* What you need to do *
Render every line of the items below as a JSON list of strings, one string per line, leaving out blank lines and the pictures.

-- Start --

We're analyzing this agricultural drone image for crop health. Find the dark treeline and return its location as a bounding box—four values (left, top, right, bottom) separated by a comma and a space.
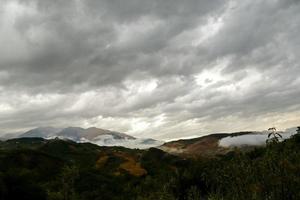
0, 128, 300, 200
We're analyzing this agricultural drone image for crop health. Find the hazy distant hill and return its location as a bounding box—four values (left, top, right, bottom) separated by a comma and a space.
7, 127, 162, 149
159, 129, 295, 157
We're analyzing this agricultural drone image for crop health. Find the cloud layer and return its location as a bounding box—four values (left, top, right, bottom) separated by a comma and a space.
0, 0, 300, 139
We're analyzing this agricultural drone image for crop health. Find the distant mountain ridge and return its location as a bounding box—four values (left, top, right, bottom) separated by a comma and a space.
158, 128, 296, 157
19, 127, 135, 142
7, 127, 163, 149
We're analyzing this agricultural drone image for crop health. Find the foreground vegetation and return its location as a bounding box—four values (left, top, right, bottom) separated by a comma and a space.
0, 128, 300, 200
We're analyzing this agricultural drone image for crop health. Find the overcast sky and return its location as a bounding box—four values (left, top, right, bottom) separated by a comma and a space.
0, 0, 300, 139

-- End --

* Response *
[
  "We're analyzing this agricultural drone image for crop health. Find the dark treeline and return its location as a bounding box—four values (left, top, right, bottom) separated by a comma and a space.",
  "0, 128, 300, 200",
  "We're analyzing this agricultural drone image for crop health. Find the hazy distant hill and return its location as a bounding box—four values (left, top, right, bottom) separated by a comma and a space.",
  "7, 127, 162, 149",
  "159, 129, 295, 157",
  "We're analyzing this agricultural drone image for crop health. Find the cloud layer and return its location as a bounding box—four values (left, top, right, bottom) separated by a comma and a space.",
  "0, 0, 300, 139",
  "We're analyzing this agricultural drone image for crop health. Find the distant mountain ridge and return its location as a bounding box—four values (left, top, right, bottom) separated by a comma and a space.",
  "158, 128, 296, 157",
  "19, 127, 135, 142",
  "7, 127, 163, 149",
  "We're analyzing this agricultural drone image for crop health. Find the foreground vegetation and return its location as a bounding box—four values (left, top, right, bottom) separated by a comma and a space.",
  "0, 128, 300, 200",
  "We're analyzing this agricultural drone image for crop health. Find the overcast sky and return its location as a bounding box—four values (left, top, right, bottom) separated by a comma and a space.",
  "0, 0, 300, 139"
]